Rewrite the material below from its very start through the line containing "(1244, 307)", with that line included, keeping the requests but leaving out the pictures. Scale every answer coordinate by 1.55 and round to whole numbers, halves going up, while leaving the numbers in the requests and their sample formats unchanged.

▼

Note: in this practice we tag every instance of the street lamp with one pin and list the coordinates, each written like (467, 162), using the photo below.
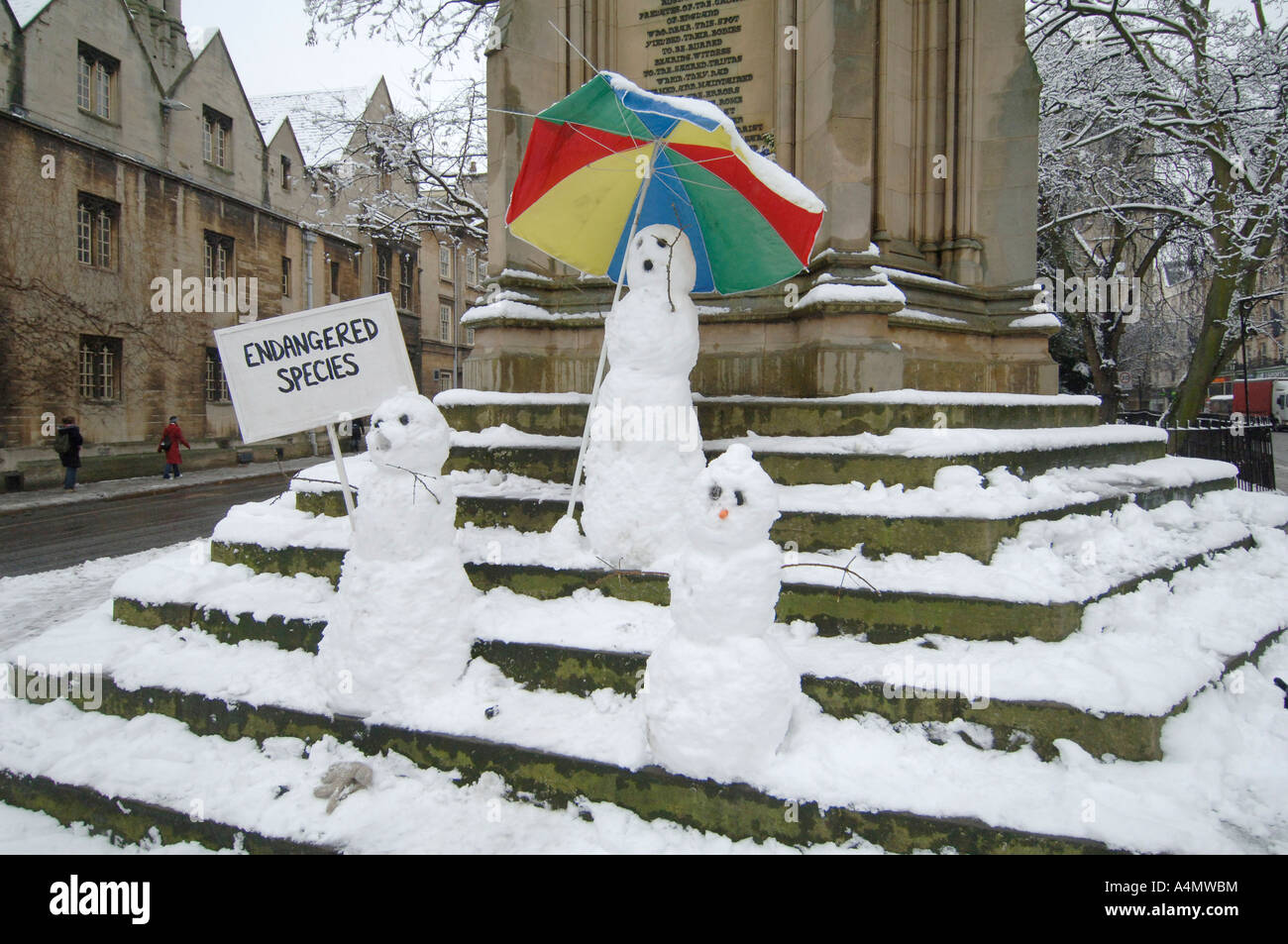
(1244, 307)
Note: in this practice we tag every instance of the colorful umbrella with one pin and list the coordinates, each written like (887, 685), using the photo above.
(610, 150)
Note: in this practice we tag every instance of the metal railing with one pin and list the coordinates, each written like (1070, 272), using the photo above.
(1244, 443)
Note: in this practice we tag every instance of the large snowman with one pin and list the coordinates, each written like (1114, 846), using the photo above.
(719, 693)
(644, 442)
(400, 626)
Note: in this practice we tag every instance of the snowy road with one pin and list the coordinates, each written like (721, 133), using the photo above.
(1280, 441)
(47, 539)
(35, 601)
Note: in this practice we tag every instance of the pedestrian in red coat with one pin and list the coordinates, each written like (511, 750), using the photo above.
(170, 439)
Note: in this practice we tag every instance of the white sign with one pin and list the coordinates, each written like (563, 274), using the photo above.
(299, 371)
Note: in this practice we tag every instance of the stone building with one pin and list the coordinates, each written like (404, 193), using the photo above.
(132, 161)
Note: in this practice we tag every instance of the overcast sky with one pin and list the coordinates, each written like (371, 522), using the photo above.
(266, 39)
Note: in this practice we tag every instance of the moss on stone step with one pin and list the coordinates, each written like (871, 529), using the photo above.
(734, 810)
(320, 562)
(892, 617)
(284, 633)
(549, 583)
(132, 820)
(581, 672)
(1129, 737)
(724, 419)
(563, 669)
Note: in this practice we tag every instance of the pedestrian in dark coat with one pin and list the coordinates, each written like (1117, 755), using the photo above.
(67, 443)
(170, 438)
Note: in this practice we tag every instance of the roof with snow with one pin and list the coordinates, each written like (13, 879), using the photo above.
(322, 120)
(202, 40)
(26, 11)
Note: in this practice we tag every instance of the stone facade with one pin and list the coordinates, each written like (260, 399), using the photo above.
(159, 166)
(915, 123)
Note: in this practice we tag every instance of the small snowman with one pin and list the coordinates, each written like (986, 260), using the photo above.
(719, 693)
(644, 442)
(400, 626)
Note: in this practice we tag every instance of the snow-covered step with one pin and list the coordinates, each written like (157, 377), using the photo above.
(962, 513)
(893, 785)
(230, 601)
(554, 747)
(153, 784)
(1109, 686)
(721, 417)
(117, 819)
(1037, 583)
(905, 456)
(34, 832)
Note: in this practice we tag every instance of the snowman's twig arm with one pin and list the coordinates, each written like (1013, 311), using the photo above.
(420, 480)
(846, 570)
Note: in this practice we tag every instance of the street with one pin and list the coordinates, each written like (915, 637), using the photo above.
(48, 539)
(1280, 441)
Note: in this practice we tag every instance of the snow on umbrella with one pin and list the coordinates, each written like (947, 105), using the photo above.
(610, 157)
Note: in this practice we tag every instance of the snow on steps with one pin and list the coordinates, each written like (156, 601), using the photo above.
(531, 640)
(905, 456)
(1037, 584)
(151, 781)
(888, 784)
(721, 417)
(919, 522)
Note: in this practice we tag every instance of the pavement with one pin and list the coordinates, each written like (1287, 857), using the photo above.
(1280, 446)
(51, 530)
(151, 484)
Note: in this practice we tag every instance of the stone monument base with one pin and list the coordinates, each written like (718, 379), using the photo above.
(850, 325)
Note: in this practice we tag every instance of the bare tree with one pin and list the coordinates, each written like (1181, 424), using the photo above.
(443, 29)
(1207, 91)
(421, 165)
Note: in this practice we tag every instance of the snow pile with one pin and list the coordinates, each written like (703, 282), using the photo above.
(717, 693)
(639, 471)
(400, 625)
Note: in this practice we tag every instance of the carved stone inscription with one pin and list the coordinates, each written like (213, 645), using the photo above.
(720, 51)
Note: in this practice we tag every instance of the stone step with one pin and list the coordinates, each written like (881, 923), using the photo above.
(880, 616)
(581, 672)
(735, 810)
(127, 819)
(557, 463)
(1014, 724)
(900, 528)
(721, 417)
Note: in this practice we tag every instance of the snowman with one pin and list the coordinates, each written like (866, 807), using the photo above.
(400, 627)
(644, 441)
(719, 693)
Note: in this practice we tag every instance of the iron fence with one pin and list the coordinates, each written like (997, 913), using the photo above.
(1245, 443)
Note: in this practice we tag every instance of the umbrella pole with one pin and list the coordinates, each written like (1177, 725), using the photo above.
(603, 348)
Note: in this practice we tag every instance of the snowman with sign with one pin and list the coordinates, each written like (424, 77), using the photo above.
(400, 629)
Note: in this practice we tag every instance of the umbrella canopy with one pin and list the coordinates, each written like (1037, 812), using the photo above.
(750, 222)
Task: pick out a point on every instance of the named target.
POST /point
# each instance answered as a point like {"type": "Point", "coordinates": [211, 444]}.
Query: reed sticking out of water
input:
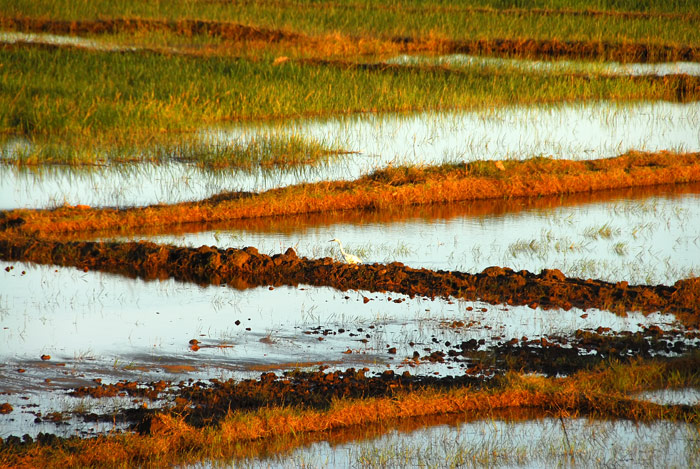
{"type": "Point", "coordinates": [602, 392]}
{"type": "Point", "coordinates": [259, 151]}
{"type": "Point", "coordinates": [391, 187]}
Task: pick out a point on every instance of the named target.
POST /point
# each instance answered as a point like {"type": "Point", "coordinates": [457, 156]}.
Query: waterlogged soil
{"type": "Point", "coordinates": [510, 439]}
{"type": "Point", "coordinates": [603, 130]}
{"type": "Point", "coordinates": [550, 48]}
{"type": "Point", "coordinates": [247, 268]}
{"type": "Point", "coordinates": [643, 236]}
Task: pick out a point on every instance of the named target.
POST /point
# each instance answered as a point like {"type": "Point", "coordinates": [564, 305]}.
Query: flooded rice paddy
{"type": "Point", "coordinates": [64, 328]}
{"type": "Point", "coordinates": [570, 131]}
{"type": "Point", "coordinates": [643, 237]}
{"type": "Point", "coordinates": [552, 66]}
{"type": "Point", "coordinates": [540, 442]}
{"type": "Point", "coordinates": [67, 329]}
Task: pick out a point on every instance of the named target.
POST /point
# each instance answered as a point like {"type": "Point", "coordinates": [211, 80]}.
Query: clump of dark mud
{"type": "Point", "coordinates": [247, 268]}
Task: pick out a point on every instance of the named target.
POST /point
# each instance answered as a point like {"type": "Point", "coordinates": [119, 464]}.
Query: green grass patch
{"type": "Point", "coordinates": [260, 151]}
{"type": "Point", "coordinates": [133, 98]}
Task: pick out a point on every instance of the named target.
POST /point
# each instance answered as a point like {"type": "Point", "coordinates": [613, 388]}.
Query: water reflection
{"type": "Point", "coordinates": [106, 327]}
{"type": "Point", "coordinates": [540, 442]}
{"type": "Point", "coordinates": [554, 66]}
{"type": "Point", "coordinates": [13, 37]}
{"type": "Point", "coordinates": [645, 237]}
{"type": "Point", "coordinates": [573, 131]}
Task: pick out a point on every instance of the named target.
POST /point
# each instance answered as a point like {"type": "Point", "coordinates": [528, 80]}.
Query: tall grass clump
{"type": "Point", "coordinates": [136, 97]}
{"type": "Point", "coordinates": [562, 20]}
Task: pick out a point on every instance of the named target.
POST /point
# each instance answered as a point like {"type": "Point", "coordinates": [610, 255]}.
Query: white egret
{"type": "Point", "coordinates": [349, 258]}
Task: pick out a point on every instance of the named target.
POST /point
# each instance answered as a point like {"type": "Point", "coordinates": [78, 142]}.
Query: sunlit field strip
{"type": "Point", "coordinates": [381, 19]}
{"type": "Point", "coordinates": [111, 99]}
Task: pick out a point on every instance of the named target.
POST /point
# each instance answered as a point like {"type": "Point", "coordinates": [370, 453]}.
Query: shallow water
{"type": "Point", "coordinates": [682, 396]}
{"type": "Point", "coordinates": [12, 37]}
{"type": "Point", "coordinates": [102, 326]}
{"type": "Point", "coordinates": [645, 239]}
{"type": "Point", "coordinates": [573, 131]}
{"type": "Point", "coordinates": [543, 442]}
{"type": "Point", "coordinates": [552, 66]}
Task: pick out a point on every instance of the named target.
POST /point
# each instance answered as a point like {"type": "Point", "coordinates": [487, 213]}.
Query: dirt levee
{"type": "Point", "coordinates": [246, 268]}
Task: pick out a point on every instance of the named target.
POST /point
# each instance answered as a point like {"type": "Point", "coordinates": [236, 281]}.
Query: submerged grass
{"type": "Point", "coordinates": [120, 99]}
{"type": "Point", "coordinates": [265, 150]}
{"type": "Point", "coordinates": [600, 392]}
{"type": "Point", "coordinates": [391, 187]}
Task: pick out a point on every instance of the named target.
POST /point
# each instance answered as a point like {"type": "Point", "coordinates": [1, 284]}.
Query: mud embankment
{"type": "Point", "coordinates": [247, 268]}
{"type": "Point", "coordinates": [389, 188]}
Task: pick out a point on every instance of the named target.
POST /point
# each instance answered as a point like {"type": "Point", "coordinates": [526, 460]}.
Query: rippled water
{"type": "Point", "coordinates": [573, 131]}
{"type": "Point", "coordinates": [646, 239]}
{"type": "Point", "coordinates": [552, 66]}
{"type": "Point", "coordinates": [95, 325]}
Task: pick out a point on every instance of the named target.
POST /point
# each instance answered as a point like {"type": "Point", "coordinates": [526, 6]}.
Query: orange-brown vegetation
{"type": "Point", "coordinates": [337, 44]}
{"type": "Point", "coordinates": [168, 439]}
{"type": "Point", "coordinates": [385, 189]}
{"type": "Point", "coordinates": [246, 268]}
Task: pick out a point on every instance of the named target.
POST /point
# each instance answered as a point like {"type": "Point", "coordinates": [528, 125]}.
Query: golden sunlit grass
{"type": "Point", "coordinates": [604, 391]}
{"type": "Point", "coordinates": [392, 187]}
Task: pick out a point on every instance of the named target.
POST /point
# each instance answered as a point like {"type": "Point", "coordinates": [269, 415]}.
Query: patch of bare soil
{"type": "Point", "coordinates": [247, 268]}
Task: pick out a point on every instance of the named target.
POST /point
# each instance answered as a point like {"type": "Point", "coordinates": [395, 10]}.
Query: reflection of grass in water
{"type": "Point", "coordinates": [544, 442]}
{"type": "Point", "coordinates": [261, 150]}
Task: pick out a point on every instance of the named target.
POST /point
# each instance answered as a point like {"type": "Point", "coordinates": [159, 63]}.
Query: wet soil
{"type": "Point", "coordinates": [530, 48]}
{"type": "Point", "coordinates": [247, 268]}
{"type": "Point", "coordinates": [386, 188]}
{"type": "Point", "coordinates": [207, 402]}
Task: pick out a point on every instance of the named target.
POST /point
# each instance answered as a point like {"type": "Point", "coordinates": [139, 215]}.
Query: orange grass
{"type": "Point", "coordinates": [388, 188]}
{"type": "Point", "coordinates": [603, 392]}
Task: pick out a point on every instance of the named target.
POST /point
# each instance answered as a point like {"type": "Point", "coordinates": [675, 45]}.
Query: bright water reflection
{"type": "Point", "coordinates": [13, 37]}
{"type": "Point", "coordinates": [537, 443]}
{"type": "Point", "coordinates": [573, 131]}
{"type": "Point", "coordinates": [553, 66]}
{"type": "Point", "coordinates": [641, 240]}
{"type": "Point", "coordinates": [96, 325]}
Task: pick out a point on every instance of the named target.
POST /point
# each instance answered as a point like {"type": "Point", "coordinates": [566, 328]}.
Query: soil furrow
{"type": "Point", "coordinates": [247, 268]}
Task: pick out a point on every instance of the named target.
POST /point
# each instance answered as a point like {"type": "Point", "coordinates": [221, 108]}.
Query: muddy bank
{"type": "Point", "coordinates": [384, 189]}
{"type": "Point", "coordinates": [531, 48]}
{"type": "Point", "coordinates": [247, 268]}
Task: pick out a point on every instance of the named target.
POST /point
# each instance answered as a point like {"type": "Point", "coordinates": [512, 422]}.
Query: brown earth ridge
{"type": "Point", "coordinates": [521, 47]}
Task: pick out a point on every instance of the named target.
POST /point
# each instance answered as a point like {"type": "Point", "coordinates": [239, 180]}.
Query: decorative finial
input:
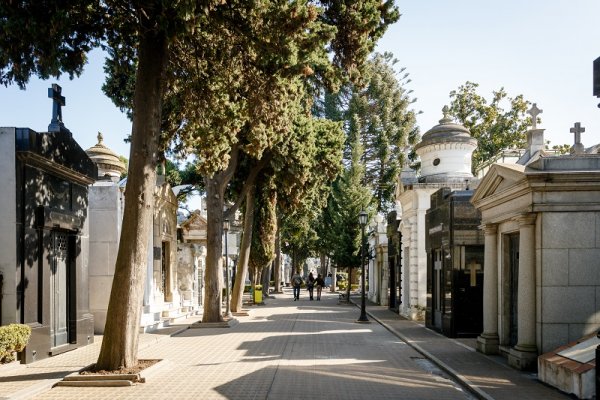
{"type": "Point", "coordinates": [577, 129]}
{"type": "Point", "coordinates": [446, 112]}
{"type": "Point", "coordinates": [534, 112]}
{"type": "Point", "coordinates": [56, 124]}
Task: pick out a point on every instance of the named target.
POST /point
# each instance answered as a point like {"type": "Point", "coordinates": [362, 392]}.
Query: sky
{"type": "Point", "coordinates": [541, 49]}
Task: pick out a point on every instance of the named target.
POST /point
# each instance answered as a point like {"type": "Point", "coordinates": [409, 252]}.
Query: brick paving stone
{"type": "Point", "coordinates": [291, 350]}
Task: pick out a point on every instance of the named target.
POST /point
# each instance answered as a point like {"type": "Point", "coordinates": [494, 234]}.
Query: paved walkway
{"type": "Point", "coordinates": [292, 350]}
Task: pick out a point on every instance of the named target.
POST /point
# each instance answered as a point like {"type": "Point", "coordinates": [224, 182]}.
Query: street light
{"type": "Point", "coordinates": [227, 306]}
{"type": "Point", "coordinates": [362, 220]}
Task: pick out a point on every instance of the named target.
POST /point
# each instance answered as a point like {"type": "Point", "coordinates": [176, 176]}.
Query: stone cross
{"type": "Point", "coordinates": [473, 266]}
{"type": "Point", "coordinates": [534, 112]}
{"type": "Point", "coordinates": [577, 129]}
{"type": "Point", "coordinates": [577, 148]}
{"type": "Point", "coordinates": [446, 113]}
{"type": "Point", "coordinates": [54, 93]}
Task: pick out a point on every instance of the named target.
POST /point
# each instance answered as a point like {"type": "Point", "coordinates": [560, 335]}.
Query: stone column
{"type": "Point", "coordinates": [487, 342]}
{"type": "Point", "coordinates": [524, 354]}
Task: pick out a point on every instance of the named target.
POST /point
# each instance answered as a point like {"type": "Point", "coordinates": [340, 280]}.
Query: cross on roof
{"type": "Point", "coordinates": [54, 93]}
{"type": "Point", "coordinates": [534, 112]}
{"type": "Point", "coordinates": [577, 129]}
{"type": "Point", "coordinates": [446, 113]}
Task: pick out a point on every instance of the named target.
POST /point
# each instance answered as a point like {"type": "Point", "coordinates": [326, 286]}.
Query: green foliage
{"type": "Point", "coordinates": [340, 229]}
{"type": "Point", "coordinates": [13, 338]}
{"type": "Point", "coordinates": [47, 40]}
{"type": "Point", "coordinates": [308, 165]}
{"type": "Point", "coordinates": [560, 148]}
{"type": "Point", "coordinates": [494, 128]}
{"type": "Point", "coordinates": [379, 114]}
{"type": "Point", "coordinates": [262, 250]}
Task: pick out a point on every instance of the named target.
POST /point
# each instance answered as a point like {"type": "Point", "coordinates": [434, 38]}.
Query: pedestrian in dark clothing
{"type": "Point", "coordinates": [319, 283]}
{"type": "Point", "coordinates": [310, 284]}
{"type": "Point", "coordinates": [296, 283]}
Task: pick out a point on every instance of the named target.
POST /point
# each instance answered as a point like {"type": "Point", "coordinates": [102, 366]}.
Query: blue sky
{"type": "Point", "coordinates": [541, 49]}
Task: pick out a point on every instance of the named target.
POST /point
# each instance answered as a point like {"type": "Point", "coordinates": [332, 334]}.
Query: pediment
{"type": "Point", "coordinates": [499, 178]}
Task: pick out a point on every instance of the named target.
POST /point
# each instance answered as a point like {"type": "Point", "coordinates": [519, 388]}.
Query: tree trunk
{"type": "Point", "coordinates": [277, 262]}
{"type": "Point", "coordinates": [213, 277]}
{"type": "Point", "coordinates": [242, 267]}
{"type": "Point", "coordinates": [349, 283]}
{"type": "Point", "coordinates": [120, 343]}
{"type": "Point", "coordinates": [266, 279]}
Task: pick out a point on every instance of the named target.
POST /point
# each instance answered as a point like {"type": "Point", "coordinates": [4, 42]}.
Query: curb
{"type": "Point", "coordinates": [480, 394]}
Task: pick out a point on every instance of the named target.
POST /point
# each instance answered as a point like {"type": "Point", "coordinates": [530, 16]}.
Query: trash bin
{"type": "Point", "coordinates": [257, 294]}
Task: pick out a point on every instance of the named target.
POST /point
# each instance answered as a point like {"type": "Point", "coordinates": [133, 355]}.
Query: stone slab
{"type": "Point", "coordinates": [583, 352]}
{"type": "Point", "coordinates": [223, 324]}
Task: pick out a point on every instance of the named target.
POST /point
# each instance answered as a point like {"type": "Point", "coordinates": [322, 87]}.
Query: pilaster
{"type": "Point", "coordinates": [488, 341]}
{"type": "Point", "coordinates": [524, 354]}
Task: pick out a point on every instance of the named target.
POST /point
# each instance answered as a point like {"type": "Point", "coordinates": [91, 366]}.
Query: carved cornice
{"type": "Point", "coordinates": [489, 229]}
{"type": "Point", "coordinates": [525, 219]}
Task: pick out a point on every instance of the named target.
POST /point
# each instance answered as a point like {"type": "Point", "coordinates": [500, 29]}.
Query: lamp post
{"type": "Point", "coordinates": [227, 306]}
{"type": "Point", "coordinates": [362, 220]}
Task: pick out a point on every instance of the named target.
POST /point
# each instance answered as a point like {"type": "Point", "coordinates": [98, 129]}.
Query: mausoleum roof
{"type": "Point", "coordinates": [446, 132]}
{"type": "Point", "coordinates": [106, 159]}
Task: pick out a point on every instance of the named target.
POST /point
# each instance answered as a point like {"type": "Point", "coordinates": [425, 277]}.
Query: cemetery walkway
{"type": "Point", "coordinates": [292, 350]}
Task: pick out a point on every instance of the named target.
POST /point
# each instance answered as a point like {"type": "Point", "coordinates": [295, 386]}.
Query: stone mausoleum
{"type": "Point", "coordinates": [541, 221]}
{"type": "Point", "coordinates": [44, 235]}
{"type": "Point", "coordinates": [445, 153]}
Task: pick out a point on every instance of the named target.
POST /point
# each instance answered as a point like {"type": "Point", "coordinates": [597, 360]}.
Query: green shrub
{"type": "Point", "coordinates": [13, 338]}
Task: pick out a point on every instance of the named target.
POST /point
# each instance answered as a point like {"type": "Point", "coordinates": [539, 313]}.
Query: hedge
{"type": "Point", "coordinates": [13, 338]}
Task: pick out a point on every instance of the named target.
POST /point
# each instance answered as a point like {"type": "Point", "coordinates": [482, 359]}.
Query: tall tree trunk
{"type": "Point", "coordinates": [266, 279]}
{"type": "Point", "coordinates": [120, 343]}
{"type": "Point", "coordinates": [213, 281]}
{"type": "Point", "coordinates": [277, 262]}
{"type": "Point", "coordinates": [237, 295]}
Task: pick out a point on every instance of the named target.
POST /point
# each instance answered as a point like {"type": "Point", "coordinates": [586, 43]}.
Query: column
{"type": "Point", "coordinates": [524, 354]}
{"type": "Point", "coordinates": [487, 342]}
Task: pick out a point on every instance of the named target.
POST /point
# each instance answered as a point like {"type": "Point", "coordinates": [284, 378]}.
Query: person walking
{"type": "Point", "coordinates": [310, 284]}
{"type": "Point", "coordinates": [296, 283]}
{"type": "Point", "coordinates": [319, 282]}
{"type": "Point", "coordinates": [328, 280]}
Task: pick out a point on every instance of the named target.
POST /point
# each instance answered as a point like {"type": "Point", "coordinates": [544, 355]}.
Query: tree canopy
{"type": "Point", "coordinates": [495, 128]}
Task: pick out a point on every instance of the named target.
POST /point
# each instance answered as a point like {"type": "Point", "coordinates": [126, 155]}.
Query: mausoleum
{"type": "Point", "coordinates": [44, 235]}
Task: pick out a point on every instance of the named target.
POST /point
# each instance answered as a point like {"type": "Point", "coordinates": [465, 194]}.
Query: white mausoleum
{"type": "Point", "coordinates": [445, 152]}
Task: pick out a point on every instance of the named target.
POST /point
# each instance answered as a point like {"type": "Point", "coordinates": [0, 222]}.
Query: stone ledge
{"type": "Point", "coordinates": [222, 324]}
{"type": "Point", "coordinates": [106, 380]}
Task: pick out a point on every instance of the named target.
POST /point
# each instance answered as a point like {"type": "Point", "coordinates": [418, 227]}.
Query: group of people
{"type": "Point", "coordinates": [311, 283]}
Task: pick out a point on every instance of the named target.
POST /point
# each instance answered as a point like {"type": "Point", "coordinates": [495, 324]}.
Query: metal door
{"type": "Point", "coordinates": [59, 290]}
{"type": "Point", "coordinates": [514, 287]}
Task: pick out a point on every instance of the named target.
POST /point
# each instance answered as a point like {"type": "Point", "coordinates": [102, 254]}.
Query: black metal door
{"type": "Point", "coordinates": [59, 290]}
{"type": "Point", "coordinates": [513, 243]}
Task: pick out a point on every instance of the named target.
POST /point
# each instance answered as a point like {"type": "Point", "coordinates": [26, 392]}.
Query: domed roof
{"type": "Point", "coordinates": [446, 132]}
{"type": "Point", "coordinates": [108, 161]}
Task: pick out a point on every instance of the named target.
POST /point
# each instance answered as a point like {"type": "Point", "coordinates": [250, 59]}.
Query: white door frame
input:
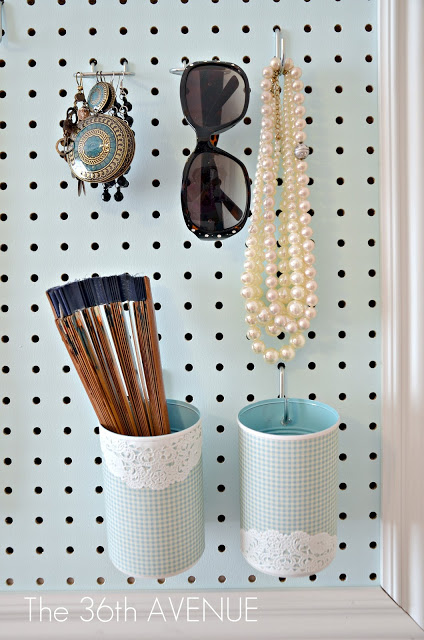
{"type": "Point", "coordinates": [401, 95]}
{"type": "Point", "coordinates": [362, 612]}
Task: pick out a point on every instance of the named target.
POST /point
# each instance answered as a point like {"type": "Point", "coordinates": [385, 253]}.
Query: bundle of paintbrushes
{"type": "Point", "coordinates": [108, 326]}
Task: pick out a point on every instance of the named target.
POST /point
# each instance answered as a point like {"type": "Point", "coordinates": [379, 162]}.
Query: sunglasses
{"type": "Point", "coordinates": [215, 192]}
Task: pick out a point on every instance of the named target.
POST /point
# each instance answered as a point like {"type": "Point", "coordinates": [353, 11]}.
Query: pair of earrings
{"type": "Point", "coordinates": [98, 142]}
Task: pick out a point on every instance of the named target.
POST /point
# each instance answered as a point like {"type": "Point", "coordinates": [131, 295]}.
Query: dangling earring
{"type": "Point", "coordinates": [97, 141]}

▲

TASK RESULT >>
Note: in this practice we tag every instance of the street lamp with one pin and list the coordinates, each written like (467, 162), using the photo below.
(1928, 476)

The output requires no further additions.